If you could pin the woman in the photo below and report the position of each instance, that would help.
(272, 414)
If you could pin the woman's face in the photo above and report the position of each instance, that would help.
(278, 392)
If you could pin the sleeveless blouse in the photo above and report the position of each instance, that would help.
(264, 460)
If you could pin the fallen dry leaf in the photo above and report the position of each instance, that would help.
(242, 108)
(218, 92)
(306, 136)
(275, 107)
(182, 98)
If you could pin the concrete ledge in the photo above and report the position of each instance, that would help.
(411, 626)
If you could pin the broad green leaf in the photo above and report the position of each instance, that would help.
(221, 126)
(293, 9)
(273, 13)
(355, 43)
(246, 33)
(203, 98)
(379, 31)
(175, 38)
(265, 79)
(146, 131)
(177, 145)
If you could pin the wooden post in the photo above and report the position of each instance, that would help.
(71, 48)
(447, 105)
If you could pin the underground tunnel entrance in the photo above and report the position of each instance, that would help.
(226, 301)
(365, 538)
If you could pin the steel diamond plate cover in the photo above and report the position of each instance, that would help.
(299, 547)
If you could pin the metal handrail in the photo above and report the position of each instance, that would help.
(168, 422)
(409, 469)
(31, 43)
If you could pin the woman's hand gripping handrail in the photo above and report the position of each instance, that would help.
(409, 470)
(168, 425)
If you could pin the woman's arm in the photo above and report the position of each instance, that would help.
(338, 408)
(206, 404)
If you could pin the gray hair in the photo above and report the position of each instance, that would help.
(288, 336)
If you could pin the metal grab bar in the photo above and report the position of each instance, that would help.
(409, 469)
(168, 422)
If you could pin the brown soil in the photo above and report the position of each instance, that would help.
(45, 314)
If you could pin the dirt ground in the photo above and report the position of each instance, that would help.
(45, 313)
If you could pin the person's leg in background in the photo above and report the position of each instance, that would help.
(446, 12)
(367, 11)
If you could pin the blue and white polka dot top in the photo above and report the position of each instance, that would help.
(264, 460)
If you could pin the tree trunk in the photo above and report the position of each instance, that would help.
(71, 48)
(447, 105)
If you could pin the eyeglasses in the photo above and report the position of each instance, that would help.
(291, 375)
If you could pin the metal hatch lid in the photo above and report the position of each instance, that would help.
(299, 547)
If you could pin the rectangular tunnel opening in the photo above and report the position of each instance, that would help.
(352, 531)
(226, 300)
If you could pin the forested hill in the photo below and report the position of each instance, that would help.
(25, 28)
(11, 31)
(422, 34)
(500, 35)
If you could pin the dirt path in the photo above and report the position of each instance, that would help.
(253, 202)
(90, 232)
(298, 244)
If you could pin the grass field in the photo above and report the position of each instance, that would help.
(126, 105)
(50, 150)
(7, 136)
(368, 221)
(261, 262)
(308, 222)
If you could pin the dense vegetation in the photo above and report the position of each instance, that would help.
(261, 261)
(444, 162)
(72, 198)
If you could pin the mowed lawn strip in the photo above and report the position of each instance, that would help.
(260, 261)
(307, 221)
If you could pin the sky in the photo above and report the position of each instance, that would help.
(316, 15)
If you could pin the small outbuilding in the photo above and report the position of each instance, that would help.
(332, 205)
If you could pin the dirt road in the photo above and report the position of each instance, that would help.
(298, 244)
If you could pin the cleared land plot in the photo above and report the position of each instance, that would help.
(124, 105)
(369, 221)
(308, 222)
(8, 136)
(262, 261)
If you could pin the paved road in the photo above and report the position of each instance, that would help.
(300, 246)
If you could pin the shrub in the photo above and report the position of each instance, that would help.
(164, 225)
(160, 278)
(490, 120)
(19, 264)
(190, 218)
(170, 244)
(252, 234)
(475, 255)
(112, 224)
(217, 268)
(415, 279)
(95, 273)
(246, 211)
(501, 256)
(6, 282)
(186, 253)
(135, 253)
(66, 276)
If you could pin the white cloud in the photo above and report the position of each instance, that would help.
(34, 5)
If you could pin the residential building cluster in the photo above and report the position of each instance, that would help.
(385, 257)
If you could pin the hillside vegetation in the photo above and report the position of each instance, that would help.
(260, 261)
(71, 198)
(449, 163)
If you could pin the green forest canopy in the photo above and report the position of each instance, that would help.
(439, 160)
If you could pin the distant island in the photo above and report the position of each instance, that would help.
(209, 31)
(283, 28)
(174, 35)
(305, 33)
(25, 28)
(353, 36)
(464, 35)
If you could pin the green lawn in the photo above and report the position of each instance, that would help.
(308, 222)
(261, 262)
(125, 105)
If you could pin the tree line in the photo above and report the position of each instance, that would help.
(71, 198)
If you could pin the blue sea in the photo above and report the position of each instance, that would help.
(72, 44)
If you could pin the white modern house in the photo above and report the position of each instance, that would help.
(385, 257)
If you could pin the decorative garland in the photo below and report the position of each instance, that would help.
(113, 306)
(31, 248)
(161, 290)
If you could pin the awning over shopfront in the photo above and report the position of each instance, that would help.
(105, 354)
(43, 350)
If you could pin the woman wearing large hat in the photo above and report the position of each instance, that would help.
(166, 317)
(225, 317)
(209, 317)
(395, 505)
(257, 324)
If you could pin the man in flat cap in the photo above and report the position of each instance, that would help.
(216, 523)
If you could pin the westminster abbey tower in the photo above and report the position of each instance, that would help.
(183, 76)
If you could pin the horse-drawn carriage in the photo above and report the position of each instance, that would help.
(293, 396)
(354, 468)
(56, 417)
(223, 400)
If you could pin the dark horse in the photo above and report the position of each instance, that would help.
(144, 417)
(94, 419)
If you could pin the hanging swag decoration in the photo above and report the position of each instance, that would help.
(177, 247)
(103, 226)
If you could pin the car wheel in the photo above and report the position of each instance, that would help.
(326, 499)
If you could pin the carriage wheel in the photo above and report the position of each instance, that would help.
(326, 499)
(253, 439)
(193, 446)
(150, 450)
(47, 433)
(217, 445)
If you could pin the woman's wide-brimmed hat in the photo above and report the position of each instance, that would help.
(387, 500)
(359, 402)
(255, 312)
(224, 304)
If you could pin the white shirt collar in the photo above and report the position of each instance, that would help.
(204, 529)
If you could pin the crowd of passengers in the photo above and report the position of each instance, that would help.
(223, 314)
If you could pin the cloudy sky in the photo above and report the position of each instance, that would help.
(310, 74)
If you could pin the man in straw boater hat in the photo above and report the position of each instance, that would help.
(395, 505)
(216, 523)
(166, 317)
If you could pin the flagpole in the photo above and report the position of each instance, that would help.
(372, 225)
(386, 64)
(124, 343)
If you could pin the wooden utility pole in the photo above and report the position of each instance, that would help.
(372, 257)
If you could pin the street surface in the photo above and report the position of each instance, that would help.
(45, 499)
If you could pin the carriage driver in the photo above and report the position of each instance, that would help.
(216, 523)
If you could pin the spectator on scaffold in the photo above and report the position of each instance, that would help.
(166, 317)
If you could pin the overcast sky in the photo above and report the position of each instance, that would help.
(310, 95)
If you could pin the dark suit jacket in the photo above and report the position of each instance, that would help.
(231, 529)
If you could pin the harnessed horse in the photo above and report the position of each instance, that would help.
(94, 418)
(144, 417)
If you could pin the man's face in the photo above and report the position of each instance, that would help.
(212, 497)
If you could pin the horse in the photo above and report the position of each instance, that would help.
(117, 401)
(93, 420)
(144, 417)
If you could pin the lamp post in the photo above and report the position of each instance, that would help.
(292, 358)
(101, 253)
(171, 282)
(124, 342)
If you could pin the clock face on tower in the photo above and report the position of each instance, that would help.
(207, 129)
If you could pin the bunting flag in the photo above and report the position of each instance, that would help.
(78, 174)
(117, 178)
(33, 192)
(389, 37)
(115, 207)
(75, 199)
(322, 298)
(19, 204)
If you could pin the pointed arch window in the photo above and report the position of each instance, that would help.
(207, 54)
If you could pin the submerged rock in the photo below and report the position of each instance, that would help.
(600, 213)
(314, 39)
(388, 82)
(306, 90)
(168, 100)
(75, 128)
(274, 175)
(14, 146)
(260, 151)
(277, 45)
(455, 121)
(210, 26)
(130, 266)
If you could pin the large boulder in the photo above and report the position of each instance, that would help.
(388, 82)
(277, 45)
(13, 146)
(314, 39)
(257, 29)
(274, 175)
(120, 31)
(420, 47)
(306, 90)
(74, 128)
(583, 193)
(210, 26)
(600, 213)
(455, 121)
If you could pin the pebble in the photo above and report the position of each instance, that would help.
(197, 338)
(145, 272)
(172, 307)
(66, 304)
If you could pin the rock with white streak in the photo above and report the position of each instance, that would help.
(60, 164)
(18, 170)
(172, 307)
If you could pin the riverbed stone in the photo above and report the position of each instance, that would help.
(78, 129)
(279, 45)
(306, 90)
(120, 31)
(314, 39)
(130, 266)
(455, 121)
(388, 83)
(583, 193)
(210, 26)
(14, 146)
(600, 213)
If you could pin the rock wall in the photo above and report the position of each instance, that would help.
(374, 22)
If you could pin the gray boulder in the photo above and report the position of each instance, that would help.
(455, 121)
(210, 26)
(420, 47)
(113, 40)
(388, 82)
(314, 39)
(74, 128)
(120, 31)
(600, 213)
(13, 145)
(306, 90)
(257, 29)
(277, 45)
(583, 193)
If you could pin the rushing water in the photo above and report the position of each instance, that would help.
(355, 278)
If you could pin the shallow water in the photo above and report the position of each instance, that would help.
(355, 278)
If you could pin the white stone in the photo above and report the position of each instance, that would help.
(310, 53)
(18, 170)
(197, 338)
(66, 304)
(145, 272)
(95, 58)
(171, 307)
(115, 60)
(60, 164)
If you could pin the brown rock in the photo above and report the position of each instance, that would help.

+ + + + + + +

* What the task asks
Write out exactly the lines of the entries above that run from the line containing "If you could pin the riverbed" through the last line, including both.

* Completed exercise
If you could pin the riverbed stone in the photo above and report the position of each instance, that would help.
(78, 129)
(279, 45)
(306, 90)
(120, 31)
(314, 39)
(130, 266)
(455, 121)
(388, 83)
(583, 193)
(210, 26)
(14, 146)
(600, 213)
If you could pin the rock wall in the photo above and report the position of each instance, that would help.
(374, 22)
If you could pin the gray boulder in the photo above and report the position of each instance, that would help.
(455, 121)
(210, 26)
(420, 47)
(113, 40)
(388, 82)
(314, 39)
(74, 128)
(120, 31)
(600, 213)
(13, 145)
(306, 90)
(257, 29)
(277, 45)
(583, 193)
If you could pin the rushing water in the photo above and report the position of each instance, that would help.
(355, 278)
If you could pin the shallow water in the photo above and report the position of each instance, that would help.
(355, 278)
If you could pin the white stone in the photo above and report the position of each instance, that would help.
(310, 53)
(18, 170)
(197, 338)
(66, 304)
(145, 272)
(95, 58)
(171, 307)
(115, 60)
(60, 164)
If you could pin the brown rock in the photo above and report the position of each instance, that would help.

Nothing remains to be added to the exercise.